== Exercise directions ==
Copy exactly the last part of the entries, starting from the line with "Q: Place a marker on the dark" and including the final line.

== Dataset records ==
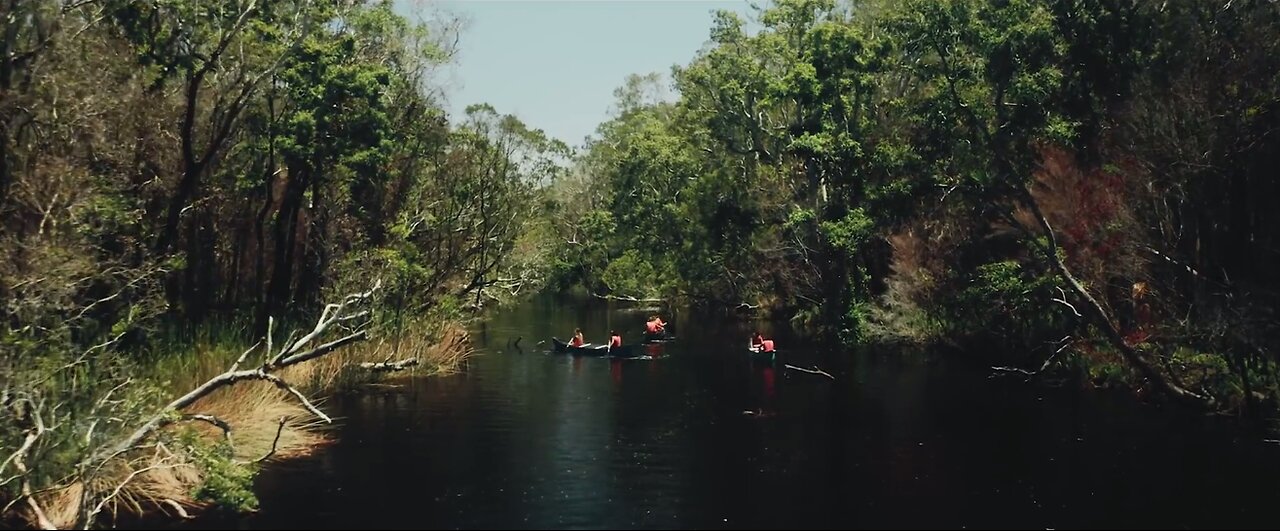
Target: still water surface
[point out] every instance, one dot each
(698, 436)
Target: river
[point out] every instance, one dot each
(698, 436)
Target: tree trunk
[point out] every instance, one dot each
(286, 241)
(1095, 310)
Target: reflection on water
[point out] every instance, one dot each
(699, 436)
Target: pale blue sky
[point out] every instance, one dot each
(554, 63)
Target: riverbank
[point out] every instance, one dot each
(700, 438)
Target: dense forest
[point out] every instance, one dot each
(1082, 183)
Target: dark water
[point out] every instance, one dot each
(535, 440)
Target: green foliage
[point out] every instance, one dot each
(225, 484)
(1008, 300)
(631, 275)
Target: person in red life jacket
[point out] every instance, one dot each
(656, 326)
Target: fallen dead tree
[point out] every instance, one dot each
(115, 462)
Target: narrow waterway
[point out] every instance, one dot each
(699, 436)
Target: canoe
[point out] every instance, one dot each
(626, 351)
(763, 357)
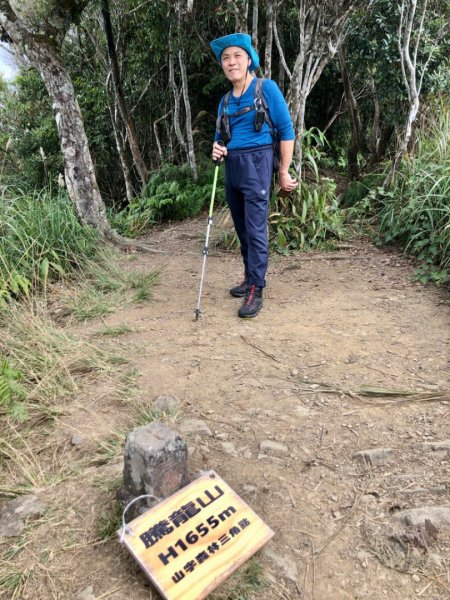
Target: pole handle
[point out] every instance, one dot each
(218, 160)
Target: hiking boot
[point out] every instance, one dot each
(240, 291)
(252, 303)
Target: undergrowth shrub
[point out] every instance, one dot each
(41, 240)
(308, 216)
(416, 211)
(170, 195)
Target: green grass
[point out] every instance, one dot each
(416, 211)
(115, 331)
(41, 240)
(102, 287)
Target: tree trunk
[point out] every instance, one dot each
(355, 121)
(322, 29)
(255, 24)
(129, 124)
(269, 40)
(413, 83)
(176, 100)
(241, 15)
(187, 107)
(115, 119)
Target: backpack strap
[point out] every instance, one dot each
(261, 104)
(223, 120)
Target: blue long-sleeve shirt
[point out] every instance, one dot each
(243, 133)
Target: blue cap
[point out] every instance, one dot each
(241, 40)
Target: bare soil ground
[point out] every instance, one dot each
(331, 323)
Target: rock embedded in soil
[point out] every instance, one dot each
(77, 440)
(271, 447)
(286, 566)
(439, 516)
(195, 426)
(374, 456)
(435, 446)
(86, 594)
(229, 448)
(13, 514)
(155, 461)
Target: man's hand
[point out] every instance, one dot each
(287, 183)
(219, 151)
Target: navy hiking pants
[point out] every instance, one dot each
(248, 177)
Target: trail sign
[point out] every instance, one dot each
(191, 542)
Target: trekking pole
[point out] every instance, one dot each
(205, 249)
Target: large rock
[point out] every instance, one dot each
(13, 514)
(155, 461)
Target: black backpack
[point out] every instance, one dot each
(262, 115)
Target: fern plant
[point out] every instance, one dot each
(12, 393)
(309, 215)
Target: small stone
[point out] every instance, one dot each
(167, 404)
(204, 449)
(271, 447)
(440, 456)
(229, 448)
(13, 513)
(86, 594)
(286, 565)
(439, 516)
(443, 445)
(195, 426)
(374, 456)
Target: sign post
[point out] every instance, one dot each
(191, 542)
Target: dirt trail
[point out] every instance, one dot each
(348, 318)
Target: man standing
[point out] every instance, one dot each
(247, 125)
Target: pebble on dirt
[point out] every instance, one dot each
(13, 514)
(374, 456)
(439, 516)
(195, 426)
(271, 447)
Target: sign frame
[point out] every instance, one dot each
(216, 532)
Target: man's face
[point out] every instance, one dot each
(235, 62)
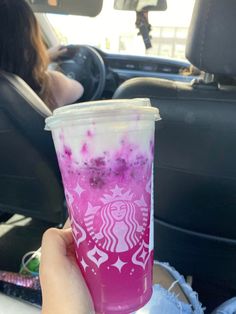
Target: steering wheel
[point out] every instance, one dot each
(84, 64)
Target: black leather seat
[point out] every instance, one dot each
(30, 182)
(195, 163)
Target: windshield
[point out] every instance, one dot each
(115, 31)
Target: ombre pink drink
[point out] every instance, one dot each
(105, 153)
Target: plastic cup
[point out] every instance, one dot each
(105, 153)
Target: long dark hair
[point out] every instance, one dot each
(22, 50)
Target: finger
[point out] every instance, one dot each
(55, 243)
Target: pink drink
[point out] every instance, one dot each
(105, 154)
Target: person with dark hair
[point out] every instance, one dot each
(22, 52)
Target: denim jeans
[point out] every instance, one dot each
(166, 302)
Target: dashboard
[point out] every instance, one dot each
(120, 68)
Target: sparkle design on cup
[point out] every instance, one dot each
(97, 256)
(106, 167)
(119, 231)
(141, 256)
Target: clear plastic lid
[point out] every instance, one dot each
(101, 110)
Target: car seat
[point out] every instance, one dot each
(195, 161)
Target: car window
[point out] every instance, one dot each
(115, 31)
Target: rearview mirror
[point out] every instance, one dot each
(140, 5)
(73, 7)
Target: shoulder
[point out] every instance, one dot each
(64, 90)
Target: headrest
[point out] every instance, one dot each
(211, 44)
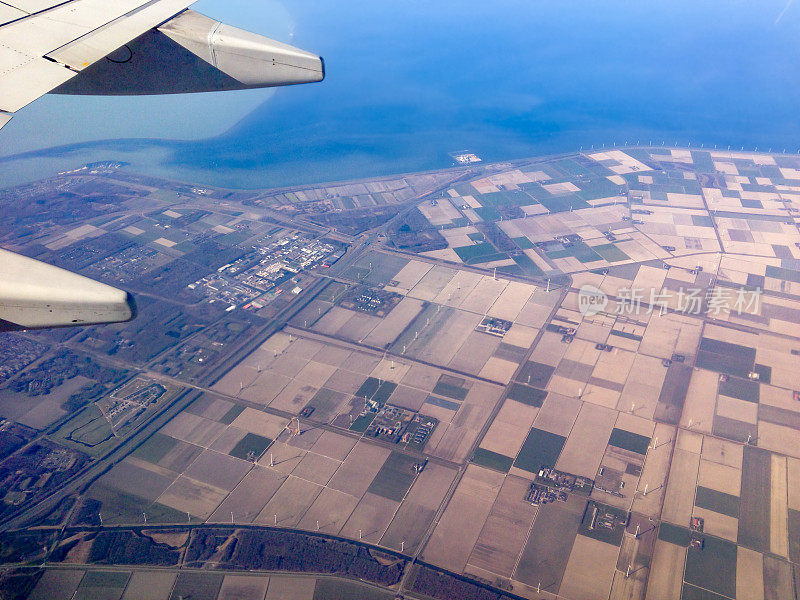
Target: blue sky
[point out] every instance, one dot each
(58, 120)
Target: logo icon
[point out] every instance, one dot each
(591, 300)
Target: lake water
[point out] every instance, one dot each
(410, 82)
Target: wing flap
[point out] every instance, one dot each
(9, 13)
(28, 80)
(94, 46)
(43, 32)
(33, 6)
(35, 295)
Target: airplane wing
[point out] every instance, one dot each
(116, 47)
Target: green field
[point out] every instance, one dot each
(541, 449)
(492, 460)
(450, 390)
(743, 389)
(230, 416)
(713, 567)
(468, 253)
(395, 477)
(629, 441)
(250, 443)
(376, 390)
(526, 394)
(197, 586)
(523, 243)
(102, 585)
(720, 502)
(611, 253)
(362, 422)
(337, 589)
(673, 534)
(155, 448)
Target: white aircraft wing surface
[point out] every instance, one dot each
(116, 47)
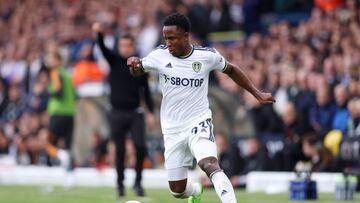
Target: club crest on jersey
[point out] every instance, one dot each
(196, 66)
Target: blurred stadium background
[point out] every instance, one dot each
(306, 52)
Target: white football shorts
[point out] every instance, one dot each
(197, 141)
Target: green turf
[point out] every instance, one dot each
(30, 194)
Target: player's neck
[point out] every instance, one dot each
(187, 51)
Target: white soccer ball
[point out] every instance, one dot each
(132, 201)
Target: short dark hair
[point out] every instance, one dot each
(178, 20)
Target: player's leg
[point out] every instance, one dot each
(179, 185)
(204, 149)
(119, 125)
(177, 160)
(138, 136)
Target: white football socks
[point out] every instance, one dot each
(223, 187)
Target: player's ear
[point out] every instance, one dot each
(186, 35)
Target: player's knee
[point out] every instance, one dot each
(177, 190)
(209, 165)
(178, 195)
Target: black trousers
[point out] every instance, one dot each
(122, 123)
(62, 127)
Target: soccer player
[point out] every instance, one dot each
(185, 115)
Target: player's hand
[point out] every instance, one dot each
(97, 27)
(134, 62)
(151, 120)
(265, 98)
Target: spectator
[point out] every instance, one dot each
(127, 115)
(342, 115)
(61, 107)
(91, 105)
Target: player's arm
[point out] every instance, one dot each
(239, 76)
(135, 66)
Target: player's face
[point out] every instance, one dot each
(126, 47)
(176, 40)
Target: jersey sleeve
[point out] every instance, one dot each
(219, 62)
(151, 61)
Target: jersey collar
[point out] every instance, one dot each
(189, 54)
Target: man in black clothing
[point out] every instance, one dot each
(126, 114)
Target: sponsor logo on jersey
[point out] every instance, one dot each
(186, 82)
(196, 66)
(168, 65)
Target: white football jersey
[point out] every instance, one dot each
(184, 82)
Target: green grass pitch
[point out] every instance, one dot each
(33, 194)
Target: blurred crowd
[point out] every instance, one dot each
(312, 68)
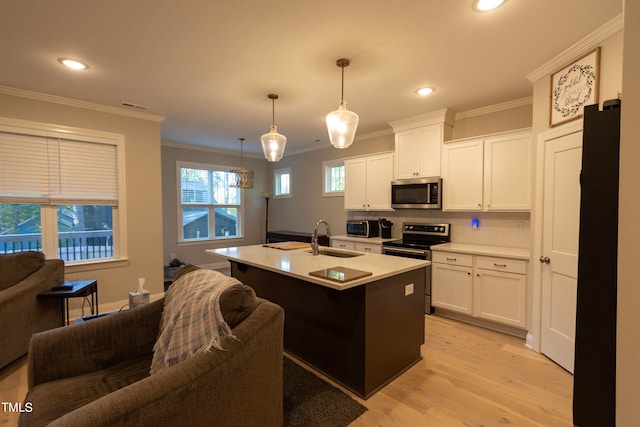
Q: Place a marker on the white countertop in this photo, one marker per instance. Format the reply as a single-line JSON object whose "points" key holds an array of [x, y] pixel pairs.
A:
{"points": [[501, 251], [298, 263], [370, 240]]}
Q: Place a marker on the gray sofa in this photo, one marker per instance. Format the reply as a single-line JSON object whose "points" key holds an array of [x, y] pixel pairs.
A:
{"points": [[96, 373], [23, 276]]}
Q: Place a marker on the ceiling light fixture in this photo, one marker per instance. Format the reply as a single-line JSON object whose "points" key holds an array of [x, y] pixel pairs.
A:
{"points": [[487, 5], [273, 143], [73, 64], [424, 91], [342, 123], [243, 177]]}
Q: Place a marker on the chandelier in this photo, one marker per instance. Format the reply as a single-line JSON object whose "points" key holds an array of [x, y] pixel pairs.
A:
{"points": [[342, 123], [243, 178]]}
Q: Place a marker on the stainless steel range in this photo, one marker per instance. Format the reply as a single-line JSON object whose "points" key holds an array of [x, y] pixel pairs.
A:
{"points": [[416, 242]]}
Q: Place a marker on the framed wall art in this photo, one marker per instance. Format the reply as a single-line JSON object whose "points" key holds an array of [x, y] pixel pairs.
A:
{"points": [[573, 87]]}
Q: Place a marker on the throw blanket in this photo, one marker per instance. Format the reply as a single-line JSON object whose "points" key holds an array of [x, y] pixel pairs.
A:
{"points": [[192, 321]]}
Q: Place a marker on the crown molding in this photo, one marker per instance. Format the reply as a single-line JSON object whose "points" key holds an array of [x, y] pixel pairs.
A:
{"points": [[581, 47], [37, 96], [495, 108]]}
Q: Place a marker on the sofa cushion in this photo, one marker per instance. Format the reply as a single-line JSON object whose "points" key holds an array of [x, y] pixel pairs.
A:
{"points": [[14, 268], [54, 399]]}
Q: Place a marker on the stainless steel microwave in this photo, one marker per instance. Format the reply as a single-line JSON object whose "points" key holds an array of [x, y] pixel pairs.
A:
{"points": [[362, 228], [419, 193]]}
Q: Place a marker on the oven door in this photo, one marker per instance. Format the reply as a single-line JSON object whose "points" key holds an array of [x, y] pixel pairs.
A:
{"points": [[416, 254]]}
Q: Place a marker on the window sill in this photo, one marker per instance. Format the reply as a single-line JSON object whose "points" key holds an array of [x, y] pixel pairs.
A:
{"points": [[210, 241], [77, 267]]}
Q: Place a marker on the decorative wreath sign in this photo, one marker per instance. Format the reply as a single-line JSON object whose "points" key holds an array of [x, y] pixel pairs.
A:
{"points": [[573, 87]]}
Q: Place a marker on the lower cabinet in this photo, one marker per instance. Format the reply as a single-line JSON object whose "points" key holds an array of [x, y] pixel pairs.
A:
{"points": [[452, 281], [499, 288], [492, 288]]}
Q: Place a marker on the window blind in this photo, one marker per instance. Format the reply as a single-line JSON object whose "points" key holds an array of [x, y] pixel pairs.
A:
{"points": [[48, 170]]}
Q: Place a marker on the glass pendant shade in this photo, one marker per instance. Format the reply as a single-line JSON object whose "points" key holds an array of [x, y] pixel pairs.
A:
{"points": [[273, 144], [342, 125]]}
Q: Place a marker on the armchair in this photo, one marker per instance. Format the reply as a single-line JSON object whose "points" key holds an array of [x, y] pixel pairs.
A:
{"points": [[23, 276]]}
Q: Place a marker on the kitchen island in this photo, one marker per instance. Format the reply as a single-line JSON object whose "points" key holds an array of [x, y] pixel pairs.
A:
{"points": [[362, 333]]}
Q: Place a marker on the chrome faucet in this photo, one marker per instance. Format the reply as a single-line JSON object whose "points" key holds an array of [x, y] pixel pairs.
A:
{"points": [[314, 238]]}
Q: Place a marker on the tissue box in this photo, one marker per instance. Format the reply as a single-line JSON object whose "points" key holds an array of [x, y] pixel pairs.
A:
{"points": [[138, 298]]}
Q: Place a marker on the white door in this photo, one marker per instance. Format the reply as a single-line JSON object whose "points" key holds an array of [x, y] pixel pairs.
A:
{"points": [[559, 261]]}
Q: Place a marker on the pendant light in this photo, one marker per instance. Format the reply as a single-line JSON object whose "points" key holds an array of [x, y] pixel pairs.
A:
{"points": [[243, 177], [273, 143], [342, 123]]}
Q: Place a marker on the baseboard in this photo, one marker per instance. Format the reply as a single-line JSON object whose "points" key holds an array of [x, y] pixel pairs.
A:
{"points": [[529, 341], [505, 329], [108, 307]]}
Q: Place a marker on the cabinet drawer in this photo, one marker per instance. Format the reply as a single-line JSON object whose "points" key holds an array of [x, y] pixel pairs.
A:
{"points": [[452, 258], [343, 244], [502, 264], [370, 249]]}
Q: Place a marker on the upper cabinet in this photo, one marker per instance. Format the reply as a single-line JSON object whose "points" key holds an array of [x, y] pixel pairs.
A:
{"points": [[368, 182], [491, 173], [419, 143]]}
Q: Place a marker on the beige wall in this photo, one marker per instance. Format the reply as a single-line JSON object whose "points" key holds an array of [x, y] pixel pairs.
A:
{"points": [[628, 352], [254, 202], [492, 122], [143, 193], [306, 205]]}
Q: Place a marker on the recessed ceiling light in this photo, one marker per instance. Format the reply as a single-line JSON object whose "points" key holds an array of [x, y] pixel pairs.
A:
{"points": [[487, 5], [73, 64], [424, 91]]}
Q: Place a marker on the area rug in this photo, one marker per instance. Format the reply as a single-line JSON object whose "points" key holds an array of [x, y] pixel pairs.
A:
{"points": [[310, 401]]}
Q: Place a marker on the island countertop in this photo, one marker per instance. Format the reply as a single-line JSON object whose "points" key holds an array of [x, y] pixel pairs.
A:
{"points": [[299, 263]]}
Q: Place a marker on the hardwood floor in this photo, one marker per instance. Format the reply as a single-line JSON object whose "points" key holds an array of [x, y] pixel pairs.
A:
{"points": [[469, 376]]}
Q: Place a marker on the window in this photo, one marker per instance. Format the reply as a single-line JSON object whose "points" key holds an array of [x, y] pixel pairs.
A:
{"points": [[282, 182], [60, 192], [333, 178], [209, 207]]}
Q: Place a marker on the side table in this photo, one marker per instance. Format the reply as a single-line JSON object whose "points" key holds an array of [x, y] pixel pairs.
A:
{"points": [[80, 288]]}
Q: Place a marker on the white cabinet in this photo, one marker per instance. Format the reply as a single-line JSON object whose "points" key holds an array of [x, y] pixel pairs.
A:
{"points": [[486, 287], [418, 152], [492, 173], [462, 170], [452, 281], [499, 288], [368, 182]]}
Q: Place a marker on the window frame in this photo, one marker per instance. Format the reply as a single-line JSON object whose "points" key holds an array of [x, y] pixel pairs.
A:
{"points": [[48, 212], [277, 173], [327, 165], [210, 206]]}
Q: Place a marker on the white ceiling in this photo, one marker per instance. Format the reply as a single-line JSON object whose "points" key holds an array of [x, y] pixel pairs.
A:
{"points": [[208, 65]]}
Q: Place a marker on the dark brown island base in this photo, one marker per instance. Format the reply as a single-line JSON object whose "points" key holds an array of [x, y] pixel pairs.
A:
{"points": [[362, 336]]}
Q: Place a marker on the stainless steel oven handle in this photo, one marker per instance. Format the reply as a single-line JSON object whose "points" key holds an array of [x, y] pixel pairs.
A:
{"points": [[403, 250]]}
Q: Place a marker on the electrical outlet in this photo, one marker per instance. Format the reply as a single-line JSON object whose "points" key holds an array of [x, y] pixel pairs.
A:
{"points": [[408, 289]]}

== Task output ==
Q: Place a marker on the dark brown island base in this photo, one marker per instance. Format the reply as a single-line JSON object whose "points" key holds an array of [x, y] pixel pairs.
A:
{"points": [[362, 336]]}
Q: Place a marker on the stainless steel oven handle in this photo, one marker per instance. Format the reply as a single-line JSON object whose "points" key holds an array of [x, y] pixel pairs.
A:
{"points": [[403, 250]]}
Q: Place a marker on the electrical outlet in this photo, one marker per instance. Format the reply as a single-line JSON object whose "points" key holds an array of [x, y] pixel pairs.
A:
{"points": [[408, 289]]}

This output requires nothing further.